:: Available records ::
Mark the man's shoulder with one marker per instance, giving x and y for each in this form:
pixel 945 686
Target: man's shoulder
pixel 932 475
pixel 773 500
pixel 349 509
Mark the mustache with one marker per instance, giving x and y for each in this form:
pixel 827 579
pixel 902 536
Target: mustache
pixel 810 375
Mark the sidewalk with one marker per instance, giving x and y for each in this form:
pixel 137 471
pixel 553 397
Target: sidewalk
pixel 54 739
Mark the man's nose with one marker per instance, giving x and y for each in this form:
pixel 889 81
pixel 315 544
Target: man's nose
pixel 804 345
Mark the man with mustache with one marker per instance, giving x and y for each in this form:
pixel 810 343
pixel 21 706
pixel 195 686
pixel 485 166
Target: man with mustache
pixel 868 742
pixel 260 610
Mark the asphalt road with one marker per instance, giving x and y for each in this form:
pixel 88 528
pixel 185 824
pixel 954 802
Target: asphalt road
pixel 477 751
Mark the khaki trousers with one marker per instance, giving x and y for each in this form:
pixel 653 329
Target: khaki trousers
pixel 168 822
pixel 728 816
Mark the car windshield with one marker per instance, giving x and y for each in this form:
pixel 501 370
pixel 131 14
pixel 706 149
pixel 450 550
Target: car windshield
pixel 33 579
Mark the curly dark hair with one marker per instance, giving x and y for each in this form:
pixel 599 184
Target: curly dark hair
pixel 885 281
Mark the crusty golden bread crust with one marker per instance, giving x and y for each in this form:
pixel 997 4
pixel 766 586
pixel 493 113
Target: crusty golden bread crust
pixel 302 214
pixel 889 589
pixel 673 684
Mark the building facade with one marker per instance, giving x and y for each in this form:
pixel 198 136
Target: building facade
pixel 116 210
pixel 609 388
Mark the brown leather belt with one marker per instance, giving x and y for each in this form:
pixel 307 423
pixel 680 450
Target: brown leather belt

:: Your task ::
Turn every line of the entries above into a numbered list, leaving out any blank lines.

:: Task answer ::
1. Mark the man's shoulder with one marker per instance, giving x and y for each in this form:
2. pixel 945 686
3. Target: man's shoulder
4. pixel 932 475
5. pixel 773 500
6. pixel 349 509
7. Mark the mustache with one marker per instance, giving x and y for each in this form:
8. pixel 827 579
9. pixel 902 536
10. Target: mustache
11. pixel 810 375
12. Mark the sidewalk with one marker per instance, giving x and y for each in this form:
13. pixel 137 471
14. pixel 553 397
15. Target: sidewalk
16. pixel 54 739
17. Mark the man's nose with one marker per instance, giving x and y for each in this form:
18. pixel 889 81
19. pixel 315 544
20. Target: man's nose
21. pixel 804 345
22. Mark the man with mustache with one marker per instance, giving x and y for each in this form:
23. pixel 810 343
24. pixel 21 706
25. pixel 195 686
26. pixel 485 166
27. Target: man with mustache
28. pixel 868 742
29. pixel 260 610
30. Mark the asphalt road with one marker per instance, giving x and y for each in this form:
31. pixel 88 528
32. pixel 185 824
33. pixel 954 802
34. Target: asphalt road
35. pixel 477 751
36. Mark the khaki trousers with one marker per instance, giving x and y for each in this form:
37. pixel 653 329
38. Target: khaki trousers
39. pixel 168 822
40. pixel 728 816
41. Mark the car windshield with one marker per instance, giving x and y for each in this form:
42. pixel 501 370
43. pixel 131 14
44. pixel 706 149
45. pixel 450 550
46. Target: car windshield
47. pixel 33 579
48. Mark the curly dark hair with one marker per instance, giving x and y for each in this form:
49. pixel 599 184
50. Target: curly dark hair
51. pixel 885 281
52. Mark the crusty golden bread crust with one marker per instance, giving x and y for each in this form:
53. pixel 997 4
54. pixel 766 586
55. pixel 493 113
56. Target: crusty golden bread crust
57. pixel 302 214
58. pixel 889 589
59. pixel 673 684
60. Mark the building facade with one marker per instance, giving x and y for each in this form:
61. pixel 198 136
62. Target: building facade
63. pixel 116 210
64. pixel 609 388
65. Mark the brown leather belt with one marker per instance, giving x and y for each in this form:
66. pixel 307 423
67. pixel 680 450
68. Target: brown leather belt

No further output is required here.